#### YOUR OBJECTIVE
Pick out every line in the records below that contains the word "square", and copy each one in full.

#### EXTRACTED MATERIAL
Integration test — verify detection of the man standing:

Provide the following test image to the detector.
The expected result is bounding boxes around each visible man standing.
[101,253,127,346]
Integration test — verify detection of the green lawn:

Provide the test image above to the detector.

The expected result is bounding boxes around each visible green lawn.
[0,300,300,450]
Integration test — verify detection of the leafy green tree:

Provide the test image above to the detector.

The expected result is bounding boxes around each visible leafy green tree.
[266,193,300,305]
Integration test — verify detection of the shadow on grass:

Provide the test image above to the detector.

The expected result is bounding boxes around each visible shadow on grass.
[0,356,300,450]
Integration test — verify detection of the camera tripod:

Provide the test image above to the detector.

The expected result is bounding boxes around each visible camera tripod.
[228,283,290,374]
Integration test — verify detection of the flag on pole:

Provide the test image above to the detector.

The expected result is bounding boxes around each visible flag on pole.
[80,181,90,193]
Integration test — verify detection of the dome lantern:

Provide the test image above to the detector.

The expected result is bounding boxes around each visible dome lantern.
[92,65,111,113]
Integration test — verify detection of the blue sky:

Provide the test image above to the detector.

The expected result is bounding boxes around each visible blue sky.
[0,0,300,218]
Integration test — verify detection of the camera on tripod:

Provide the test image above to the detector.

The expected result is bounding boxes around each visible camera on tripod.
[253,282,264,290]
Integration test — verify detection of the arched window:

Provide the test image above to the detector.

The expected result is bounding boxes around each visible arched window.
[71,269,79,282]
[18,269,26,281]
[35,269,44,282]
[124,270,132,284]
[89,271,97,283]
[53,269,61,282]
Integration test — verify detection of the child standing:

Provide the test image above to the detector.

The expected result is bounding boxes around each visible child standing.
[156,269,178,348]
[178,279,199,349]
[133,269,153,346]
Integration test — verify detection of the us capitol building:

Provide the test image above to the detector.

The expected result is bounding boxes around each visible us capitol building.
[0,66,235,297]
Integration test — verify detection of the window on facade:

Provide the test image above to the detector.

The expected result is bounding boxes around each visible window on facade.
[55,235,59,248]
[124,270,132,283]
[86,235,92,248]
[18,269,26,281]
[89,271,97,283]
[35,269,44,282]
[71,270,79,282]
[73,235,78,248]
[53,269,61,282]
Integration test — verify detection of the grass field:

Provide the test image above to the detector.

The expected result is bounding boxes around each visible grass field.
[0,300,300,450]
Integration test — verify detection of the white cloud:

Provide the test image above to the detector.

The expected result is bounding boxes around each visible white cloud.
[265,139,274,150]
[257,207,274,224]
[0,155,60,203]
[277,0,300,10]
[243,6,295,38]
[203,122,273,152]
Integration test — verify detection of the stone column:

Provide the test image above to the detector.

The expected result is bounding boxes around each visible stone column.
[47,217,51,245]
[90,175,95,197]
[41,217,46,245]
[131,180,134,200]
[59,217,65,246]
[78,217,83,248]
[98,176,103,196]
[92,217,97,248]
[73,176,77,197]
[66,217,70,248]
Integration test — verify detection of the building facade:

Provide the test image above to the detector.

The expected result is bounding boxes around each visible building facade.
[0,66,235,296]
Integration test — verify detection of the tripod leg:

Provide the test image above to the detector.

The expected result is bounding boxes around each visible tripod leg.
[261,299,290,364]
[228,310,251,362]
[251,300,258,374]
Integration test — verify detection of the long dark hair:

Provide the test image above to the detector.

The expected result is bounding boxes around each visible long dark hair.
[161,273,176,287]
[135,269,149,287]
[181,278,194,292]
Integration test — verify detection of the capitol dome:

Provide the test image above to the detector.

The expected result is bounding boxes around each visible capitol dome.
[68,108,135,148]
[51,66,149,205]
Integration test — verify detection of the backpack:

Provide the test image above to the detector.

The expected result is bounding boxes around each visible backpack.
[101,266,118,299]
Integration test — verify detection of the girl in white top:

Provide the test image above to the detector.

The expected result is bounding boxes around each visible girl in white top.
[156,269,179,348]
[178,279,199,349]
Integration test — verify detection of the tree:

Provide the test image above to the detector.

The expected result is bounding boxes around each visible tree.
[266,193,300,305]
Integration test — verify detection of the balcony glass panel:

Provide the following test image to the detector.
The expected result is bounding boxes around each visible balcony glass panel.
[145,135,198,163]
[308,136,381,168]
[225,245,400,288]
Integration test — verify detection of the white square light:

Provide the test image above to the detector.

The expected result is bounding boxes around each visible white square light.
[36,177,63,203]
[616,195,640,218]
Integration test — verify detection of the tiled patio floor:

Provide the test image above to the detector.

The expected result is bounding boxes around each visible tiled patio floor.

#### ANSWER FOR THIS EXERCISE
Integration test — verify detection of the white square light:
The expected result is bounding boxes around each visible white square light.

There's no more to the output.